[RECORDS FOR THE TASK]:
______
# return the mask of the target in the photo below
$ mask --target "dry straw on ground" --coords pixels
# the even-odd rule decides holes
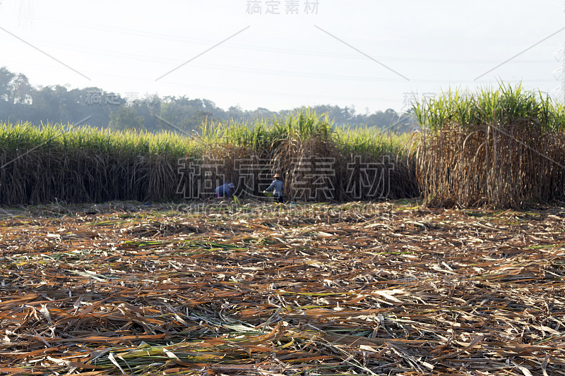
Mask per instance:
[[[0,372],[564,375],[561,210],[6,212]]]

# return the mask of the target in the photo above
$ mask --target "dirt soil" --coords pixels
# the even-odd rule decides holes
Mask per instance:
[[[565,210],[0,210],[0,372],[565,375]]]

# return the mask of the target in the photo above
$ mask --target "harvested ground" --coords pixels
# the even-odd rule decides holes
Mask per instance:
[[[0,213],[0,372],[565,375],[565,211]]]

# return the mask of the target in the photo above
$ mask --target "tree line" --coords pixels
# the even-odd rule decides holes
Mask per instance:
[[[335,124],[353,127],[377,127],[405,132],[416,123],[411,112],[398,114],[392,109],[372,114],[356,112],[355,107],[317,105],[316,113],[328,114]],[[206,99],[145,95],[124,98],[99,87],[69,90],[61,85],[33,86],[22,73],[0,68],[0,120],[49,121],[116,131],[127,129],[158,132],[161,130],[198,131],[205,121],[234,119],[253,122],[292,113],[299,108],[273,111],[265,108],[244,110],[232,106],[227,110]]]

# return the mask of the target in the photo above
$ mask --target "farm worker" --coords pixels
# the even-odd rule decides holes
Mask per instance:
[[[232,197],[233,190],[235,188],[233,183],[224,183],[214,190],[214,197]]]
[[[282,183],[280,175],[278,174],[275,174],[273,177],[275,178],[275,180],[270,183],[269,188],[263,190],[263,193],[266,193],[267,192],[273,191],[273,198],[278,202],[282,202],[283,198],[282,193],[285,190],[285,183]]]

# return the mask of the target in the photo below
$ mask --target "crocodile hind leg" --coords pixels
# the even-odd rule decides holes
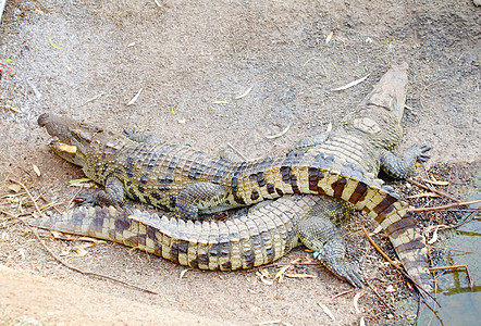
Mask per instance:
[[[428,161],[430,150],[431,148],[427,145],[415,145],[404,152],[403,159],[384,150],[381,155],[381,166],[386,174],[404,179],[415,174],[416,162]]]
[[[297,224],[297,235],[309,249],[314,250],[319,260],[337,277],[355,287],[362,287],[363,278],[359,268],[349,262],[345,254],[344,240],[335,225],[347,220],[354,212],[348,202],[322,198]]]
[[[116,177],[110,177],[106,181],[106,190],[78,195],[76,198],[83,200],[83,204],[119,206],[125,201],[124,184]]]

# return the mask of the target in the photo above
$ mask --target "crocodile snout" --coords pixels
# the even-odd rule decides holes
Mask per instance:
[[[44,127],[44,126],[47,124],[49,117],[50,117],[50,115],[49,115],[48,113],[44,113],[44,114],[41,114],[41,115],[38,117],[38,120],[37,120],[37,124],[38,124],[40,127]]]

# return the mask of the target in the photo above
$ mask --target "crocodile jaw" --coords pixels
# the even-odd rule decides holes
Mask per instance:
[[[79,123],[65,116],[49,113],[41,114],[37,123],[54,138],[50,143],[53,152],[79,166],[87,164],[86,154],[91,150],[91,141],[103,131],[94,124]]]

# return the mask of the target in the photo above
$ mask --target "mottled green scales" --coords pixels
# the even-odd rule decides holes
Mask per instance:
[[[330,230],[323,235],[324,229],[333,229],[322,218],[329,216],[319,210],[309,213],[320,202],[304,206],[285,223],[281,223],[279,216],[288,214],[292,208],[278,202],[269,204],[272,209],[267,211],[259,209],[263,213],[252,212],[248,217],[239,218],[242,223],[197,221],[199,213],[251,205],[286,193],[322,195],[337,200],[334,211],[342,212],[344,203],[341,201],[345,201],[380,223],[408,274],[419,287],[431,291],[424,238],[416,220],[409,213],[408,204],[374,177],[381,167],[404,177],[412,171],[417,160],[427,159],[429,148],[424,146],[412,147],[403,160],[391,152],[403,135],[400,118],[406,72],[407,64],[394,65],[356,112],[346,116],[331,133],[299,142],[287,156],[257,161],[232,162],[155,138],[138,142],[138,137],[126,137],[52,114],[42,114],[38,123],[57,138],[52,149],[60,156],[83,166],[89,178],[106,186],[106,191],[95,195],[94,202],[121,204],[128,197],[175,211],[180,217],[178,221],[168,220],[166,228],[162,224],[161,239],[151,234],[158,224],[150,226],[152,231],[144,237],[140,228],[137,230],[134,226],[131,229],[127,222],[124,230],[115,225],[113,229],[122,231],[122,241],[131,239],[127,240],[130,246],[149,250],[161,247],[161,251],[152,249],[153,252],[185,265],[236,269],[278,259],[300,240],[313,248],[321,261],[326,260],[328,267],[356,285],[361,278],[355,280],[358,277],[356,268],[346,273],[350,263],[344,261],[343,253],[336,252],[342,247],[336,244],[336,233]],[[281,209],[276,209],[278,205]],[[135,220],[136,216],[131,217]],[[109,228],[112,231],[114,222],[131,221],[131,217],[124,217],[102,222],[102,234],[109,233]],[[95,221],[100,223],[98,218]],[[166,223],[163,221],[159,223]],[[134,241],[136,233],[139,240]],[[122,237],[119,236],[119,241]],[[149,246],[146,247],[147,241]],[[329,241],[334,242],[329,244]],[[341,273],[336,272],[338,262]]]

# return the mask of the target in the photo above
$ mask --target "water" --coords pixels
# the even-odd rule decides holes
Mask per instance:
[[[471,200],[481,198],[481,193]],[[447,265],[467,264],[473,288],[469,285],[466,269],[437,273],[437,312],[422,306],[418,325],[481,325],[481,214],[453,231],[443,243]]]

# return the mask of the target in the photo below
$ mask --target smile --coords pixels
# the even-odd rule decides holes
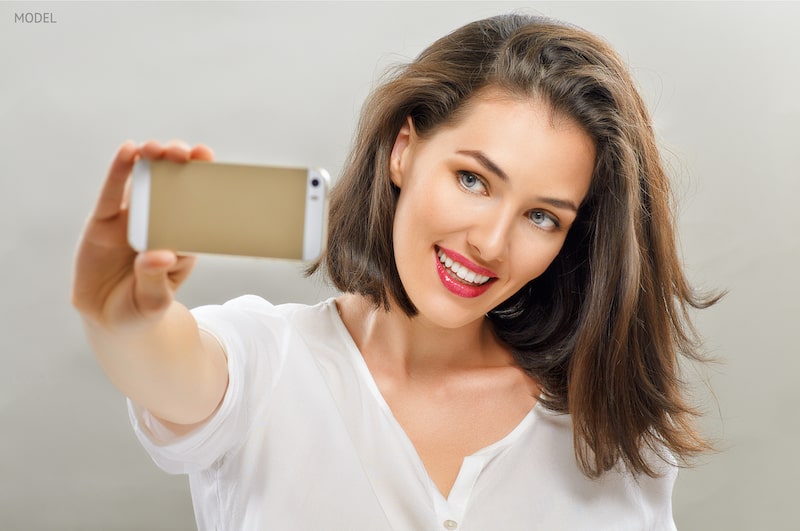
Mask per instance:
[[[459,260],[461,255],[455,251],[444,251],[436,248],[434,256],[436,272],[439,280],[450,293],[464,298],[477,297],[485,293],[497,277],[488,269],[482,269],[472,263],[464,265]],[[466,258],[464,262],[468,262]],[[476,269],[478,269],[476,271]]]
[[[465,284],[481,286],[489,282],[489,279],[491,278],[489,276],[476,273],[467,266],[456,262],[447,256],[441,249],[439,249],[437,255],[439,256],[439,261],[444,265],[444,267],[446,267],[455,276],[463,280]]]

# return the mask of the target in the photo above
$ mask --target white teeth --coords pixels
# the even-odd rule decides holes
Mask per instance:
[[[444,254],[443,251],[439,251],[439,261],[444,264],[446,268],[453,272],[458,278],[469,282],[471,284],[486,284],[489,281],[490,277],[485,275],[479,275],[475,271],[472,271],[465,265],[459,264],[458,262],[453,261],[452,258]]]

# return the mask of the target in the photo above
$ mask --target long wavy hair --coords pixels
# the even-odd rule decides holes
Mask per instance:
[[[622,462],[656,475],[653,452],[686,463],[707,449],[685,401],[679,356],[701,359],[695,293],[678,256],[672,198],[649,113],[628,69],[597,36],[520,14],[463,26],[392,72],[365,103],[330,205],[323,268],[343,292],[416,314],[395,265],[399,190],[389,156],[411,117],[421,137],[457,122],[479,90],[540,98],[581,125],[597,158],[589,193],[547,271],[487,318],[542,402],[570,413],[587,476]]]

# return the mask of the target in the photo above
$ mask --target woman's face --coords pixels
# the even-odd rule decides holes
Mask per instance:
[[[473,323],[541,275],[586,196],[591,138],[543,102],[499,90],[420,139],[409,121],[390,161],[400,188],[394,251],[420,317]]]

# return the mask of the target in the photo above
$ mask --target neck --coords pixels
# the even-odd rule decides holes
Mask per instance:
[[[443,328],[420,316],[408,317],[396,305],[389,311],[375,308],[353,294],[340,297],[337,306],[362,355],[375,367],[424,379],[512,363],[485,319]]]

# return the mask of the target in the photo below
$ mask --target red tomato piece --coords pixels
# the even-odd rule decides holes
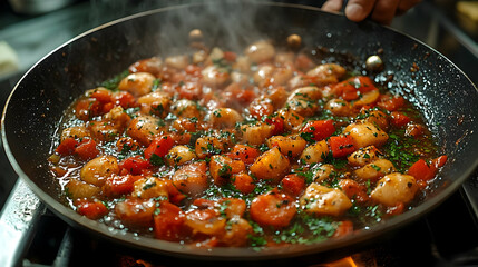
______
[GOAL]: Reproduce everything from the start of the entries down to the line containing "[[[0,372],[564,375],[561,210],[6,212]]]", with both ends included and the pictures left out.

[SOLUTION TO THE EXERCISE]:
# return the mask of the target in the photo below
$ mask --target "dry straw on ground" --coords pixels
# the even-odd rule decides holes
Mask per instance:
[[[0,372],[564,375],[561,210],[6,212]]]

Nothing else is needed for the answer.